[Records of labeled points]
------------------------

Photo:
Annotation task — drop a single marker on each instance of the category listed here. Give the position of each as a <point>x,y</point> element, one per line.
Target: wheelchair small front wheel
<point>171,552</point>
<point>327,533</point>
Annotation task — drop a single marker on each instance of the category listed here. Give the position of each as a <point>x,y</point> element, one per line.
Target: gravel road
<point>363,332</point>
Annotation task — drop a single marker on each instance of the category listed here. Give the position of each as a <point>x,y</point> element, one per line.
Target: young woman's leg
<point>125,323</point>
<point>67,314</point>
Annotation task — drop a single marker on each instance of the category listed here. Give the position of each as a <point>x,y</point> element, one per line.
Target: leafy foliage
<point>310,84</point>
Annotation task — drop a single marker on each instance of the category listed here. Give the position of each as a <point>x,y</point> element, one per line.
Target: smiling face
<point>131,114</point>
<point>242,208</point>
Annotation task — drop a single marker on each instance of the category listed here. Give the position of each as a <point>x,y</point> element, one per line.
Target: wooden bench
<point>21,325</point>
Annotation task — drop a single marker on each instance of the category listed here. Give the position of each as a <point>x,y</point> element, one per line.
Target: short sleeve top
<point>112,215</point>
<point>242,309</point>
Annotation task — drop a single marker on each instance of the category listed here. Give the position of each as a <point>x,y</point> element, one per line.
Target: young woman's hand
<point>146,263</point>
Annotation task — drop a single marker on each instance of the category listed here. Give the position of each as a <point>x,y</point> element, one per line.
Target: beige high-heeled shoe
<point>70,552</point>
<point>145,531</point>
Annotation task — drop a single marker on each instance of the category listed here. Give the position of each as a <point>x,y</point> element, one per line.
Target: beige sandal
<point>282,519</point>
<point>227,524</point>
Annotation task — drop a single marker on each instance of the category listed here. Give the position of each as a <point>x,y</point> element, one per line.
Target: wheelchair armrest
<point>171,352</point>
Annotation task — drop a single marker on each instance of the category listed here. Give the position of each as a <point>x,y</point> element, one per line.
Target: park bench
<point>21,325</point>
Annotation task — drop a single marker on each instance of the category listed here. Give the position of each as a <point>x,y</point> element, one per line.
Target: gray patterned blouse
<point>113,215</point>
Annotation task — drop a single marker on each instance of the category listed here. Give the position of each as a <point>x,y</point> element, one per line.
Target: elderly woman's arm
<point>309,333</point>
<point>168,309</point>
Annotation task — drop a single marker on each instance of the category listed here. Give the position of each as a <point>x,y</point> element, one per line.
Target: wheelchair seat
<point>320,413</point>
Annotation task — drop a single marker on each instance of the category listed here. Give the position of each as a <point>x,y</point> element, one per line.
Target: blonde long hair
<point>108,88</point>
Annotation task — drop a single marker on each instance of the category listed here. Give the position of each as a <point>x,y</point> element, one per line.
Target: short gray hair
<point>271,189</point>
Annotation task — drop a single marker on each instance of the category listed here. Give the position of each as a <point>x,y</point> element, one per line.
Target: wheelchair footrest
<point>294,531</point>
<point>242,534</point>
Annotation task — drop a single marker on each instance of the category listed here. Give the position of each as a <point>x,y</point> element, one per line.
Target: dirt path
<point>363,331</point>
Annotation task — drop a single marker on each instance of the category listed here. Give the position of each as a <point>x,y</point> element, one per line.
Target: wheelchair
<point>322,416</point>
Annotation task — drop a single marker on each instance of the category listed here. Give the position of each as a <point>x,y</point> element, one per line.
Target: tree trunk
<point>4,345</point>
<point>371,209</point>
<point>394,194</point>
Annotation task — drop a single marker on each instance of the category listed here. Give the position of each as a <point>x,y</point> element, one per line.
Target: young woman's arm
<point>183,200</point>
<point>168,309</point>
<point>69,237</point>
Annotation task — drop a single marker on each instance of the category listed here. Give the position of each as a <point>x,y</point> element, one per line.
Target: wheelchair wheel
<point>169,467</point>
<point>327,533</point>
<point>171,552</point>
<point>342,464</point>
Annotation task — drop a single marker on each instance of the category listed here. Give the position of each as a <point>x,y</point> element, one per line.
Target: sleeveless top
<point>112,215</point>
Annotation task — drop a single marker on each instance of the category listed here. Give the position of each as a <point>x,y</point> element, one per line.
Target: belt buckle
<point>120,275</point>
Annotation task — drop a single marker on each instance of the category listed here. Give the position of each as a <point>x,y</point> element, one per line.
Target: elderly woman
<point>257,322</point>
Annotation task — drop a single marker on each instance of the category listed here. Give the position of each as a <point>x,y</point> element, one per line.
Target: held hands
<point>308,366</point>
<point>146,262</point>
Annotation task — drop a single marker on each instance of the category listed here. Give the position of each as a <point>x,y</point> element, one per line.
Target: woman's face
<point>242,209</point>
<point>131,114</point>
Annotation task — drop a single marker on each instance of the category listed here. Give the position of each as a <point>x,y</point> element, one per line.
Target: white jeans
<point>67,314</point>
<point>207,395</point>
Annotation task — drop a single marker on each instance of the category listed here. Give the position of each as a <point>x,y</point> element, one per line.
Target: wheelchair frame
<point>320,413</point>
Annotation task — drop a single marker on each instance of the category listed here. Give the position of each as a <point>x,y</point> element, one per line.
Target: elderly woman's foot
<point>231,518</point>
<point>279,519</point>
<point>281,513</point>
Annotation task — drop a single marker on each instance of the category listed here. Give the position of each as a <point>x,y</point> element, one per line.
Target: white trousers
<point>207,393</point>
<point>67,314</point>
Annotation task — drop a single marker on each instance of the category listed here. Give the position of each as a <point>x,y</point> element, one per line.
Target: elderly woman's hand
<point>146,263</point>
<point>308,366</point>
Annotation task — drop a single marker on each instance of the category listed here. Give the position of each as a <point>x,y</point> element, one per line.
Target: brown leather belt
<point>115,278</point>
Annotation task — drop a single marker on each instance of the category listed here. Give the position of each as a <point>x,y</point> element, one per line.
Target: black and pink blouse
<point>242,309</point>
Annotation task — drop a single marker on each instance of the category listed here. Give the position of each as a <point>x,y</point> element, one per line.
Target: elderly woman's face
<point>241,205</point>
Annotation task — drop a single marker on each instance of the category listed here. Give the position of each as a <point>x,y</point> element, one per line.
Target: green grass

------------------------

▸ Given request
Can you update all the records above so that each "beige" becomes "tan" and nothing else changes?

▸ Complete output
Photo:
Annotation task — drop a single marker on each instance of the category listed here. Give the position of each as a <point>x,y</point> element, one per line.
Target: wheelchair small front wheel
<point>171,552</point>
<point>327,533</point>
Annotation task — drop a single marker on each instance of the category listed here. Give the position of each as a <point>x,y</point> element, one per line.
Target: gravel road
<point>363,332</point>
Annotation task — drop a single marker on each instance of the category listed here. Give the position of each as a <point>x,y</point> element, one per line.
Target: young woman's leg
<point>125,323</point>
<point>67,314</point>
Annotation task — drop a single marker on each instance of the category listed here. Give the position of each as a <point>x,y</point> element, one per line.
Target: leafy foliage
<point>310,84</point>
Annotation task — drop a single marker on each instance of the category listed here. Give the position of each as a <point>x,y</point> element, one per line.
Target: smiling face
<point>131,114</point>
<point>242,208</point>
Annotation task — drop a single marker on each instance of the category listed here. Give the position of each as a <point>x,y</point> element, one per line.
Target: wooden bench
<point>21,325</point>
Annotation task — drop a single marker on each instance of the category listed here. Give the position of each as a <point>x,y</point> element, one per line.
Target: short sleeve top
<point>112,215</point>
<point>242,309</point>
Annotation task — drop a single marker on each instance of the category listed here. Give the position of each as a <point>x,y</point> element, one per line.
Target: young woman's hand
<point>146,263</point>
Annotation task — drop a single marker on each instance of the category listed here. Give the position of each as a <point>x,y</point> element, one per line.
Target: tan high-heeled shoe
<point>70,552</point>
<point>145,531</point>
Annotation task — drop a single marker on each instance of the category listed here. Give the position of each as a <point>x,y</point> element, one per line.
Target: tan sandal
<point>282,519</point>
<point>227,524</point>
Annotation task — drop a single marker on each instance of the category listed here. Give the position of each as a <point>x,y</point> element, one per line.
Target: wheelchair armrest
<point>171,352</point>
Annotation task — drop a single marker on each instance of the category listed here. Give the position of each as a <point>x,y</point> element, one per line.
Target: park bench
<point>21,325</point>
Annotation task — drop a single marker on each instance of the category listed here. Give the position of each as a <point>x,y</point> element, one per line.
Target: gray patterned blouse
<point>113,215</point>
Annotation task — drop a single marker on each instance of the category listed here. Give the position of each as a <point>x,y</point> element, one per line.
Target: elderly woman's arm
<point>309,333</point>
<point>168,309</point>
Annotation task — drop a single marker on each instance of the category listed here. Give the position of each as a <point>x,y</point> element, one per line.
Target: wheelchair seat
<point>320,413</point>
Annotation task — drop a single marker on each instance of the category listed here. Give the position of each as a <point>x,y</point> element, one per line.
Target: blonde long hair
<point>108,88</point>
Annotation task — drop a single marker on each instance of the category listed here. Give the position of each as a <point>x,y</point> element, one per line.
Target: short gray hair
<point>271,189</point>
Annotation task — drop a single marker on each instance of the category listed here. Give the position of each as a <point>x,y</point> element, one per line.
Target: wheelchair footrest
<point>294,531</point>
<point>242,534</point>
Annotation task — drop a single marker on each instance of the category listed here. Give the position of each as a <point>x,y</point> element, one per line.
Target: dirt path
<point>363,331</point>
Annotation task — drop a single marker on each instance of the category listed here. Give the position of each as a <point>x,y</point> element, one per line.
Target: wheelchair
<point>322,416</point>
Annotation task — drop a single marker on each instance of the category listed here. Give the position of each as a <point>x,y</point> element, one per line.
Target: tree trunk
<point>4,345</point>
<point>371,209</point>
<point>394,194</point>
Annotation task — drop a single marker on each instance of the category listed here. Give the position of each as a <point>x,y</point> element, one per line.
Target: young woman's arm
<point>183,200</point>
<point>168,309</point>
<point>69,237</point>
Annotation task — drop a single marker on each instance of the category listed here. Give the position of each as a <point>x,y</point> element, one per line.
Target: wheelchair wheel
<point>169,467</point>
<point>327,533</point>
<point>171,552</point>
<point>342,464</point>
Annotation task — drop a single marker on each instance of the category listed here. Give the position of each as a <point>x,y</point> element, one per line.
Target: sleeveless top
<point>112,215</point>
Annotation task — drop a single marker on each instance of the category listed here. Give the position of each as a <point>x,y</point> element, one per line.
Target: belt buckle
<point>120,275</point>
Annotation task — drop a single marker on each instance of the category listed here. Give the position of each as a <point>x,y</point> element, one per line.
Target: elderly woman
<point>257,322</point>
Annotation task — drop a single marker on each instance of the category listed here. Give the position of each as a <point>x,y</point> element, one per line.
Target: held hands
<point>308,366</point>
<point>146,262</point>
Annotation task — drop a single marker on each instance of the category listed here. Give the position of each as a <point>x,y</point> element, one per line.
Target: woman's face
<point>242,209</point>
<point>131,114</point>
Annotation task — drop a single marker on each instance of the category listed here. Give the position of each as a <point>x,y</point> element, one per line.
Target: white jeans
<point>67,314</point>
<point>207,395</point>
Annotation task — drop a single marker on each instance of the category listed here. Give the position of each as a <point>x,y</point> element, one per line.
Target: wheelchair frame
<point>320,413</point>
Annotation task — drop a single marker on each instance of the category listed here. Give the position of each as a <point>x,y</point> element, one per line.
Target: elderly woman's foot
<point>231,518</point>
<point>279,519</point>
<point>281,513</point>
Annotation task — drop a single marker on each instance of the category listed here. Give the position of each as a <point>x,y</point> element, one per line.
Target: white trousers
<point>207,393</point>
<point>67,314</point>
Annotation task — drop a single marker on each instance of the category listed here. Give the position of each as a <point>x,y</point> element, one per line.
Target: elderly woman's hand
<point>146,263</point>
<point>308,366</point>
Annotation task — drop a single marker on each instance of the category listed here. Give the position of each as a <point>x,y</point> element, one per line.
Target: brown leather belt
<point>115,278</point>
Annotation task — drop a single marker on each instance of the category listed here. Give the position of each as a <point>x,y</point> element, one per line.
Target: black and pink blouse
<point>242,309</point>
Annotation task — drop a single marker on each instance of the category listed here. Give the position of each as a <point>x,y</point> element, one per line.
Target: elderly woman's face
<point>241,205</point>
Annotation task — drop a single marker on each instance of the category listed here. Give the position of each as a <point>x,y</point> element, one per line.
Target: green grass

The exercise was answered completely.